» EXERCISE DETAILS:
Copy the lines from the one containing "trace the outline of every instance of the feathered" through the end of the records, substituting "horse's hoof" for "feathered leg" and leaving everything else unchanged.

Picture annotation entries:
>>
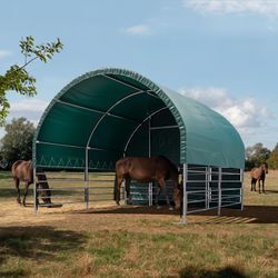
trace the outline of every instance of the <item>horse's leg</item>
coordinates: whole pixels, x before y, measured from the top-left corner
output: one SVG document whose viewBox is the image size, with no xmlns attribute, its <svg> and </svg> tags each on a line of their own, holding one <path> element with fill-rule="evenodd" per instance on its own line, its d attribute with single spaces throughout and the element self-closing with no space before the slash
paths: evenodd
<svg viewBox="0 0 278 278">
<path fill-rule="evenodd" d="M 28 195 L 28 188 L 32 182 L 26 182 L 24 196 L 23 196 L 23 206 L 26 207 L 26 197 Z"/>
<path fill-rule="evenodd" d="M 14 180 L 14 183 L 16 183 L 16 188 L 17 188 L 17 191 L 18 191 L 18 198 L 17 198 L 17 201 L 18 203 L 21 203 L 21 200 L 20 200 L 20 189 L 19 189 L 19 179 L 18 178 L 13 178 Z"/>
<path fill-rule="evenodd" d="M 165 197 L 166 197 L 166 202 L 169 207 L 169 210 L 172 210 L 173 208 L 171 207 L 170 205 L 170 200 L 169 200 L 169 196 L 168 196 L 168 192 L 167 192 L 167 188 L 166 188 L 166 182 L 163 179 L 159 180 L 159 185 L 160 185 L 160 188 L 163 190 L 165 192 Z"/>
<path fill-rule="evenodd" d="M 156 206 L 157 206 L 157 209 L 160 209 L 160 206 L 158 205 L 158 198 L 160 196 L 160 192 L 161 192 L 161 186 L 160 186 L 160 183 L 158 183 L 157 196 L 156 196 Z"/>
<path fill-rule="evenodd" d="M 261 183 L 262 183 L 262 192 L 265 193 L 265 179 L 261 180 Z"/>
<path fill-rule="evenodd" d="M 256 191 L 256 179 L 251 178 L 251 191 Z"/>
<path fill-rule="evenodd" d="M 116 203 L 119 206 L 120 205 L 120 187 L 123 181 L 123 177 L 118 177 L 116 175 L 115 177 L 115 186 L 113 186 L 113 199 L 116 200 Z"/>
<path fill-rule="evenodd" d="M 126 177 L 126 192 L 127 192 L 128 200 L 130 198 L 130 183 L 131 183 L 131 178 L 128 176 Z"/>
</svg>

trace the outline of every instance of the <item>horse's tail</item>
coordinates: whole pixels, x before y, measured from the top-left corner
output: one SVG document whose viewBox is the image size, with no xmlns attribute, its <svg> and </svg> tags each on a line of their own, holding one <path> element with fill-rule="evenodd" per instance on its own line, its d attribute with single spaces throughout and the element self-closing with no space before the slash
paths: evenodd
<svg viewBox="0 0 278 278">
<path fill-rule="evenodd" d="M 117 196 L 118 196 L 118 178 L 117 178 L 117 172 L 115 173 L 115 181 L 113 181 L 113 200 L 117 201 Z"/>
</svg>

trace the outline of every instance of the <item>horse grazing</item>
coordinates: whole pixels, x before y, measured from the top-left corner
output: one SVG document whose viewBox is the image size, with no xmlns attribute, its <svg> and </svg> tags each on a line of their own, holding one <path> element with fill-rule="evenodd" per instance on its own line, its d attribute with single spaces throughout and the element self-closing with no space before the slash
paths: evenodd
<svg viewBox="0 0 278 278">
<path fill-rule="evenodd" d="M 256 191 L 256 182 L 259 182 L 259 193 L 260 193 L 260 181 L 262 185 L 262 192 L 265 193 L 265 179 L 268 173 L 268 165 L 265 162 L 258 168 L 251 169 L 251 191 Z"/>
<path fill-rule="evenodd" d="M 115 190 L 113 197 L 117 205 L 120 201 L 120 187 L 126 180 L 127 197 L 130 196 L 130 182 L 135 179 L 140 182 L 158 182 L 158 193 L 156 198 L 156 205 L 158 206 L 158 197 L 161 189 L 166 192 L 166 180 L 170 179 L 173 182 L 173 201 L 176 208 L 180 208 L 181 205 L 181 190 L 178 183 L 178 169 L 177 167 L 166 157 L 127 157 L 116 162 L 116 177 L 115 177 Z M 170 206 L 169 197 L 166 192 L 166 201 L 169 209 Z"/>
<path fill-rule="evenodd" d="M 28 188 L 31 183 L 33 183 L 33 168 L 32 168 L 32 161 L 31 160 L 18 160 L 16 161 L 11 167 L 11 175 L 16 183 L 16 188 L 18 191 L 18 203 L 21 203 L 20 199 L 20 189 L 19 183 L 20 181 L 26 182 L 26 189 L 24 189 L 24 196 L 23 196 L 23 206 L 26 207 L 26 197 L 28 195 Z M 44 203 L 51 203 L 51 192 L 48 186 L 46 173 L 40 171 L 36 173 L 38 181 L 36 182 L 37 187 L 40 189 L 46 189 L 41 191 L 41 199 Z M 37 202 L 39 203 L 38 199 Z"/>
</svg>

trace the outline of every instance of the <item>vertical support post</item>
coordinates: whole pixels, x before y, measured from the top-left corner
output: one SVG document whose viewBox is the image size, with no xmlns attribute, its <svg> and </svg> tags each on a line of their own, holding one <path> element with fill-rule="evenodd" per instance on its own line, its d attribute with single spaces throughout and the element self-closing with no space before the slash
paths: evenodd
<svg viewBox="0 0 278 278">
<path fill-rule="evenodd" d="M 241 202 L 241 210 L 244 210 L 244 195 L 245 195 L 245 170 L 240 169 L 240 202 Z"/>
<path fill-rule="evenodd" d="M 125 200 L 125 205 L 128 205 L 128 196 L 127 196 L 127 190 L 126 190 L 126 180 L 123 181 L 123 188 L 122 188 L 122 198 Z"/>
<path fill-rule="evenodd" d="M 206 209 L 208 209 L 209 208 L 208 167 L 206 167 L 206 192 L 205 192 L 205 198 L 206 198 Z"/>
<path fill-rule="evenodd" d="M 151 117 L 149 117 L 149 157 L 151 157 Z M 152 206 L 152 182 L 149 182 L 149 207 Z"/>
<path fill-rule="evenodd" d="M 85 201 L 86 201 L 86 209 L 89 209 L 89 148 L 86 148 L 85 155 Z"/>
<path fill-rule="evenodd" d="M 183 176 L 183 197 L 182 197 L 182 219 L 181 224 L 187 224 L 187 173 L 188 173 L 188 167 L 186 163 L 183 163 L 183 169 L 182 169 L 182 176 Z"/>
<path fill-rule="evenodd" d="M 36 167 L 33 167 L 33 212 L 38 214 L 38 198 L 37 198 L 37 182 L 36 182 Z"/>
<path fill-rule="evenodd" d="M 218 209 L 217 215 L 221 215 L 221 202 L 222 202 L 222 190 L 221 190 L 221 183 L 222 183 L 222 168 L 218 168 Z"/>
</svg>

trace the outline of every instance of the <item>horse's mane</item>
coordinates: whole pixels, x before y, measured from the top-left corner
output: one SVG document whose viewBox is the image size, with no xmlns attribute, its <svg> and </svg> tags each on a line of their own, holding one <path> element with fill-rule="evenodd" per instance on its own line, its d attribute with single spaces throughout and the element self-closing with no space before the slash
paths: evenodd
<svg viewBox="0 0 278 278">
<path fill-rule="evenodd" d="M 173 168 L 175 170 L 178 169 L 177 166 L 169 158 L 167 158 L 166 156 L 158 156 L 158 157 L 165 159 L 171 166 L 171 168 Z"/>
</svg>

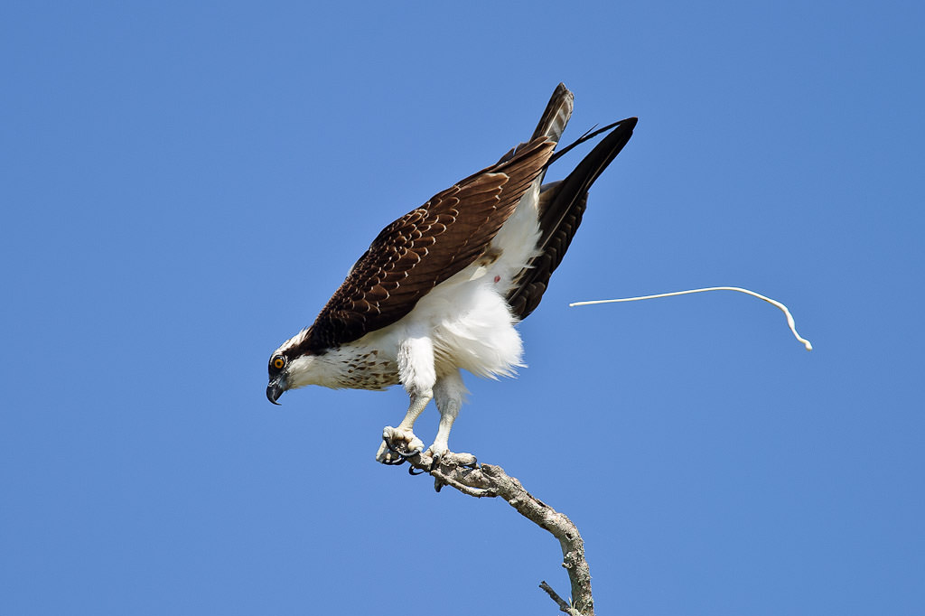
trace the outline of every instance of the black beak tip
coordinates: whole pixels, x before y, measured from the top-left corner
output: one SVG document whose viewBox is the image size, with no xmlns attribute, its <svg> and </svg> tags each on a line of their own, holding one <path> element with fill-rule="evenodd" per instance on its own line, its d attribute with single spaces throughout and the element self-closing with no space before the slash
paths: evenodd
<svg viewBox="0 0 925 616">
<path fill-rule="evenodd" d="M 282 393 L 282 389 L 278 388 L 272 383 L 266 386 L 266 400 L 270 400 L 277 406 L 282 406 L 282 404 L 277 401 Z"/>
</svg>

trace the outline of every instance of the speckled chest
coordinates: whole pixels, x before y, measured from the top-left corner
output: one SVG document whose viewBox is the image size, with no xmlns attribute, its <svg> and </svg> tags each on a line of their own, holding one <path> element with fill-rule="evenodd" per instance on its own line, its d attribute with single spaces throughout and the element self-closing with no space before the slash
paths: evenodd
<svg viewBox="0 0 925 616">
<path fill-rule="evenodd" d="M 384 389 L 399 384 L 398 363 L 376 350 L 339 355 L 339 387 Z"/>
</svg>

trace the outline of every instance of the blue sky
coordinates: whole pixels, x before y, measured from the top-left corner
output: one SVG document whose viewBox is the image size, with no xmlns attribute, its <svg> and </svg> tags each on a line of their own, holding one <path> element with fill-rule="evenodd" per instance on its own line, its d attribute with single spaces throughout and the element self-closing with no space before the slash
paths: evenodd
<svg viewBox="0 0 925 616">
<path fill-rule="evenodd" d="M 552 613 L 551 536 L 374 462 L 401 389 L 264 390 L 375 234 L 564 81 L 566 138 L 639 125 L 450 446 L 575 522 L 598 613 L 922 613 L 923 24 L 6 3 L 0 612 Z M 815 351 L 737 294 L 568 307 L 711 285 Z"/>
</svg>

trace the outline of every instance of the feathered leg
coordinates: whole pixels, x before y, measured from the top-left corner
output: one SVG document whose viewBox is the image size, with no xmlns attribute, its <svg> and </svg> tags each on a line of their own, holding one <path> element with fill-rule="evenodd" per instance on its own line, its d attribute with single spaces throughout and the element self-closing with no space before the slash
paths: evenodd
<<
» ANSWER FOR THE TASK:
trace the outline of every instance of the horse's hoof
coordinates: whole pixels, x before y, measured from the top-left corner
output: one SVG document whose viewBox is the image size, with no xmlns attribute, its <svg> and </svg> tags each on a line of their own, holding one <path> element with fill-rule="evenodd" per instance on its own line, its d attribute with single spaces throughout and the element self-closing with no space before the slash
paths: evenodd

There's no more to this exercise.